= EXERCISES =
- a) According to the passage on the mandamus order, in what month and year was the Applicant found ineligible?
- b) Rewrite the passage on the mandamus order from "[24] I do not" up to and including "a refugee claim.", putting "compulsory hearing" in place of "mandatory hearing".

= SUPPLIED TEXT =
○ ○ ○ ○

C. Whether the Court should grant a mandamus order

[21] The Respondent argues that, pursuant to section 112(2)(b.1) of the IRPA, the Applicant is barred from making a PRRA application for 12 months following the day his refugee claim was “rejected” (or the day on which an appeal or review is completed or their deadline passes, whichever is latest). Accordingly, the Officer did not owe a public legal duty to issue a PRRA application to the Applicant because the Applicant was found to be ineligible in September 2022, less than 12 months prior to his request for a PRRA in November 2022.

[22] The Respondent is incorrect in conflating rejection with ineligibility. The Applicant’s claim was never rejected, because he was not eligible to make such a claim in the first place. Therefore, the 12 month waiting period required under section 112(2)(b.1) of the IRPA does not apply in this case.

[23] The Applicant cites section 113.01 of the IRPA in his submissions, which requires a PRRA officer to hold an oral hearing if a refugee claimant was found to be ineligible under section 101(1)(c.1) of the IRPA, as was the case here. The Applicant argues that section 113.01 of the IRPA elevates the risk assessment process for those in the Applicant’s position to something akin to a refugee protection hearing. Therefore, the provision imposes a public legal duty on the Officer to treat the Applicant’s request for a PRRA application like a refugee claim, and delaying such a request is prejudicial to the outcome.

[24] I do not agree with the Applicant. Although section 113.01 of the IRPA does impose a mandatory hearing if a refugee claimant was found to be ineligible under section 101(1)(c.1) of the IRPA, that obligation arises once a PRRA application is submitted. It goes to the procedural rights that a PRRA applicant is owed in the absence of a prior oral hearing on a refugee claim.

○ ○ ○ ○

[Entries from a dataset]

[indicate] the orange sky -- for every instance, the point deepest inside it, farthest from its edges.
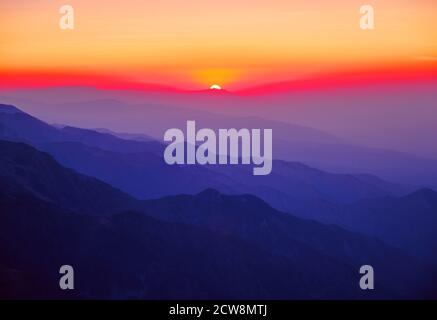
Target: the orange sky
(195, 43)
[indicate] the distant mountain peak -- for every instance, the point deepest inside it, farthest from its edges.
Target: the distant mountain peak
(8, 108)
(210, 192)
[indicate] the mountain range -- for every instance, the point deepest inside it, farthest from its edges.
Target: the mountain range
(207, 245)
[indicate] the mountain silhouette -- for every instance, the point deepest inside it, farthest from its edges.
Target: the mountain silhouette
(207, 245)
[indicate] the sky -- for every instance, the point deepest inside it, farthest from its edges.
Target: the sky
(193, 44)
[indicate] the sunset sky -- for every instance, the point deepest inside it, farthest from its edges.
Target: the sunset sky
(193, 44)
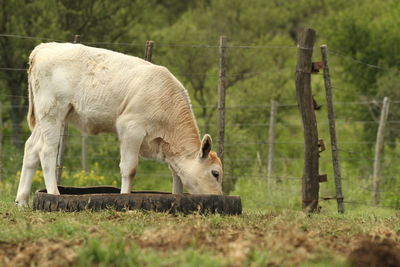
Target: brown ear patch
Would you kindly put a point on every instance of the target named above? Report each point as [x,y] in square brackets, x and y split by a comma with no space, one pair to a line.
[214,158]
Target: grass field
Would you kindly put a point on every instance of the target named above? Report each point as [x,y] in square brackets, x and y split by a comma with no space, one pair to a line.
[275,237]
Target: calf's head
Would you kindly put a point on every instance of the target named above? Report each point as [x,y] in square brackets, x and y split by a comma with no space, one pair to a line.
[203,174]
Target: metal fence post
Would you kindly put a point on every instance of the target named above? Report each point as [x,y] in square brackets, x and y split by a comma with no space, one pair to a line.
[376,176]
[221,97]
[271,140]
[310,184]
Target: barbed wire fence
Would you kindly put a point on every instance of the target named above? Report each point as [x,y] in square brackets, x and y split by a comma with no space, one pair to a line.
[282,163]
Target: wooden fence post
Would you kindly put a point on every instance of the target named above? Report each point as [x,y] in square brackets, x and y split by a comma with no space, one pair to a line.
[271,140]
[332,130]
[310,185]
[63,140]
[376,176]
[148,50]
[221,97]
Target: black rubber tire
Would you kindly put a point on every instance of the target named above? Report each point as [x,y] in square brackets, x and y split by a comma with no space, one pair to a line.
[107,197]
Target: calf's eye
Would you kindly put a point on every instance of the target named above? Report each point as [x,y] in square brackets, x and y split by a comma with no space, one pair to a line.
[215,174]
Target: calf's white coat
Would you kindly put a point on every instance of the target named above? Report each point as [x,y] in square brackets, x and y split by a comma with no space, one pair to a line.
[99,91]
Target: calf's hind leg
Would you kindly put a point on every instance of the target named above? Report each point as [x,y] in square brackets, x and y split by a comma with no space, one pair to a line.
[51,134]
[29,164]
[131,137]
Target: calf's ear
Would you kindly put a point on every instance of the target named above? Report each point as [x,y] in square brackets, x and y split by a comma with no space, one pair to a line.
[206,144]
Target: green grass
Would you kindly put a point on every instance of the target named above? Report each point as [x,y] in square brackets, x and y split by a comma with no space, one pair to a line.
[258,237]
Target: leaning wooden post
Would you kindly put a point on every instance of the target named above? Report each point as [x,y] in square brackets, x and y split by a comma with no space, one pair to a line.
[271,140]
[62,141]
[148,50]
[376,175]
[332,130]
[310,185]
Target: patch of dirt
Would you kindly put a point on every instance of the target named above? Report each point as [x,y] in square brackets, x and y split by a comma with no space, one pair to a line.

○ ○ ○ ○

= SOLUTION SET =
- a) September 2022

- b)
[24] I do not agree with the Applicant. Although section 113.01 of the IRPA does impose a compulsory hearing if a refugee claimant was found to be ineligible under section 101(1)(c.1) of the IRPA, that obligation arises once a PRRA application is submitted. It goes to the procedural rights that a PRRA applicant is owed in the absence of a prior oral hearing on a refugee claim.